• _SUPPLIED PASSAGE_
- - - - - - -

On Nov 13, 2012, at 3:15 PM, Prof Brian Ripley <rip...@stats.ox.ac.uk> wrote:

> Simon is pretty much off-line, which is why I replied.


Thank you for doing so.


> I would simply set the R->R64 symlink as the installer would have done in SL 
> and Lion.  The things will work as you expected.


Yeah, that's probably a good idea. Murphy's Law would kick in at some point and 
I would forget to use 'R64'. :-)

Thanks again,

Marc


> Because I have so many flavours of R installed, I make my own links (in 
> ~/bin, which is on my path).
> 
> On 13/11/2012 20:58, Marc Schwartz wrote:
>> 
>> On Nov 13, 2012, at 2:30 PM, Berend Hasselman <b...@xs4all.nl> wrote:
>> 
>>> 
>>> On 13-11-2012, at 21:07, Federico Calboli <f.calb...@imperial.ac.uk> wrote:
>>> 
>>>> On 13 Nov 2012, at 19:59, Prof Brian Ripley <rip...@stats.ox.ac.uk> wrote:
>>>> 
>>>>> Marc,
>>>>> 
>>>>> Start with 'which R', or run /usr/bin/R explicitly.
>>>> 
>>>> $ which R
>>>> /usr/bin/R
>>>> 
>>>> 
>>>>> That should be a symlink to
>>>>> 
>>>>> /Library/Frameworks/R.framework/Resources/bin/R
>>>> 
>>>> it does:
>>>> 
>>>> $ ls -l /usr/bin/R
>>>> lrwxr-xr-x  1 root  wheel  47 28 Oct 10:47 /usr/bin/R@ -> 
>>>> /Library/Frameworks/R.framework/Resources/bin/R
>>>> 
>>>>> 
>>>>> and that should be a symlink,
>>>> 
>>>> it's not:
>>>> 
>>>> $ ls -l /Library/Frameworks/R.framework/Resources/bin/R
>>>> -rwxrwxr-x  1 root  admin  8775 26 Oct 17:22 
>>>> /Library/Frameworks/R.framework/Resources/bin/R*
>>>> 
>>>> $ ls /Library/Frameworks/R.framework/Resources/bin/R*
>>>> /Library/Frameworks/R.framework/Resources/bin/R*       
>>>> /Library/Frameworks/R.framework/Resources/bin/Rd2pdf*
>>>> /Library/Frameworks/R.framework/Resources/bin/R32*     
>>>> /Library/Frameworks/R.framework/Resources/bin/Rdconv*
>>>> /Library/Frameworks/R.framework/Resources/bin/R64*     
>>>> /Library/Frameworks/R.framework/Resources/bin/Rdiff*
>>>> /Library/Frameworks/R.framework/Resources/bin/REMOVE*  
>>>> /Library/Frameworks/R.framework/Resources/bin/Rprof*
>>>> /Library/Frameworks/R.framework/Resources/bin/Rcmd*    
>>>> /Library/Frameworks/R.framework/Resources/bin/Rscript*
>>>> 
>>>> 
>>>> BW
>>>> 
>>>> F
>>> 
>>> The postflight script tests for 10.6 and 10.7 but not for 10.8.

- - - - - - -

• _GIVEN PROBLEM A_
Condense the paragraph of the email thread that begins "Yeah, that's probably a good idea" into a single shorter sentence that keeps its main points.
The rows have no connection to the email thread.

- - - - - - -

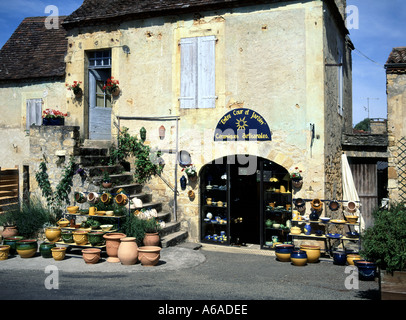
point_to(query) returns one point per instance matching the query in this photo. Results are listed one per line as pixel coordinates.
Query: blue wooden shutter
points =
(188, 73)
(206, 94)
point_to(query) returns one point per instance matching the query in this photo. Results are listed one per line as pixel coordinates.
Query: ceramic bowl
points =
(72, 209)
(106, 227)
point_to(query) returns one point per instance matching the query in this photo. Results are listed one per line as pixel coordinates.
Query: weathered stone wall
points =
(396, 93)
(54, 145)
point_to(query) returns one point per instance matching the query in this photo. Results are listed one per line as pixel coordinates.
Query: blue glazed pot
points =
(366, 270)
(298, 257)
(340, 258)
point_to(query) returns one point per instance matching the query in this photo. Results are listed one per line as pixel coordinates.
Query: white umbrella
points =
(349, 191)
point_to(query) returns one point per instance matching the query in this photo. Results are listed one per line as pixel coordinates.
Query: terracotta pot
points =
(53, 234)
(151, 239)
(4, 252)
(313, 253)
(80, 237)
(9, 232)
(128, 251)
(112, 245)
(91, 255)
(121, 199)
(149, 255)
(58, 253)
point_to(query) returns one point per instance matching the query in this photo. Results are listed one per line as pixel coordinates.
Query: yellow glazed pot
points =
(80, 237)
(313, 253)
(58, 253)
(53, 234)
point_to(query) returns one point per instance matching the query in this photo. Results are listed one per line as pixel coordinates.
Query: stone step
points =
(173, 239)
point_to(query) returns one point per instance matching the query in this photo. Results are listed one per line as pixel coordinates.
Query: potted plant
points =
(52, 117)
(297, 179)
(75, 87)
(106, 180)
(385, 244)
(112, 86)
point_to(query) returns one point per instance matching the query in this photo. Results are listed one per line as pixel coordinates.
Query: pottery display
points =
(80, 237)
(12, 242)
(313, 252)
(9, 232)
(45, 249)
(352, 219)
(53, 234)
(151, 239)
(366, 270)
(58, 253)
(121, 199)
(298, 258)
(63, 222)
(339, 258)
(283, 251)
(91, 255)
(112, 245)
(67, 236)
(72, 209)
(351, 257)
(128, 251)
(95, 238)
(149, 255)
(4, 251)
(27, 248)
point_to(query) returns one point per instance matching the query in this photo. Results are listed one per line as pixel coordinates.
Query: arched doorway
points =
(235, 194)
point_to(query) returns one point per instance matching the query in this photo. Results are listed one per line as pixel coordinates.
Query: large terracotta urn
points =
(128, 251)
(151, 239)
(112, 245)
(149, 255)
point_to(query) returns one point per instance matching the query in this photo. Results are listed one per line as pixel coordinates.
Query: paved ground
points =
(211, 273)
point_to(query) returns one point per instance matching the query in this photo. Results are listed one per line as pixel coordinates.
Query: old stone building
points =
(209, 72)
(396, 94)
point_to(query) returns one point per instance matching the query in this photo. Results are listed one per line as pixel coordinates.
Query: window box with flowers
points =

- - - - - - -

• _GIVEN PROBLEM B_
Collect every line in the rows that contains the string "terracotta", with case counting.

• _EXERCISE RESULT A_
Setting the symlink is probably wise, since by Murphy's Law I'd eventually forget to use 'R64'.

• _EXERCISE RESULT B_
Query: terracotta pot
Query: large terracotta urn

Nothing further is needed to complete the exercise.